**Goal:** Reproduce the listing below word for word, omitting the picture.

··· Data for the task

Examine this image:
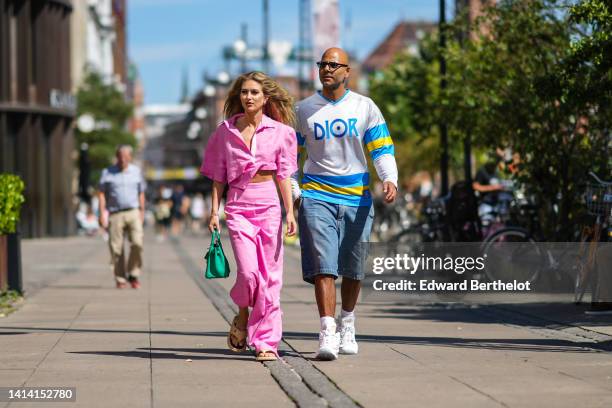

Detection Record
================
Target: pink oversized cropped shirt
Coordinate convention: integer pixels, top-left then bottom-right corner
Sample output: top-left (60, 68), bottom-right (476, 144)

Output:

······

**Answer in full:**
Examine this image:

Detection Record
================
Target: pink oversized cropped shirt
Coordinate convention: integer pixels, top-left then bottom-right corner
Sample output: top-left (60, 68), bottom-right (476, 144)

Output:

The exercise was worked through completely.